The first consideration must lie with the version chosen for this opera with a most complex stage history to match Glück’s Orfeo or Verdi’s Don Carlo/Don Carlos. Sinopoli recorded the most complete, Paris version, Haitink the so-called ‘Dresden’ version which is some 15-20 minutes shorter. The EMI booklet, not surprisingly, praises the ‘relative economy and stylish consistency’ of the 1860 version, but there are considerable losses, not least that of the extended Venusberg Bacchanal – and I really like that extra music.

Daniel Barenboim whose version has also been reissued recently (256480207, around £18), and who shares with Haitink Waltraud Meier as Venus, offers the ‘Dresden’ version with the addition of the Paris Venusberg music. This is something of a compromise, a patchwork even, but it works and Terry Barfoot recommended this version with confidence – see review.

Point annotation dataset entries
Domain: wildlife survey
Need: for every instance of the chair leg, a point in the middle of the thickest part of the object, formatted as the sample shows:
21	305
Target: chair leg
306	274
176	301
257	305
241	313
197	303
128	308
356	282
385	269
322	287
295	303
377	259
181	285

Problem to work on: Continue the opera recording review from the point where it stops. The entries above come from a different source than the opera recording review.

Written reply:
Georg Solti’s 1972 recording is still at nearly full price, recently reissued in 24-bit digitisation (470 8102, around £31). He employs the Paris version, has a strong team of soloists, including René Kollo (Tannhäuser), Christa Ludwig (Venus) and Helga Dernesch (Elisabeth) and the recording still sounds very well. The mp3 download of this version from Passionato.com, normally £17.99, was reduced to £13.49 at the time of writing.

You might wish to supplement the Haitink reissue with Solti’s energetic 1961 account of the Overture and Venusberg music on Decca Originals 475 8502 (around £8.50 or download from Passionato.com). This also contains Solti’s surprisingly sensuous account of the Siegfried Idyll plus the Rienzi and Flying Dutchman Overtures. The 2-CD Double Decca which previously included these is apparently deleted, though still available as a download. This is not to be confused with the Decca/Eloquence reissue of a mixed batch of Solti recordings with Zubin Mehta and Edo de Waart, the latter contributing the Tannhäuser excerpts on a 2-CD set which Tim Perry made Recording of the Month – see review. (442 8283, currently out of stock at Buywell, the main suppliers, at the time of writing, though due to be available again soon).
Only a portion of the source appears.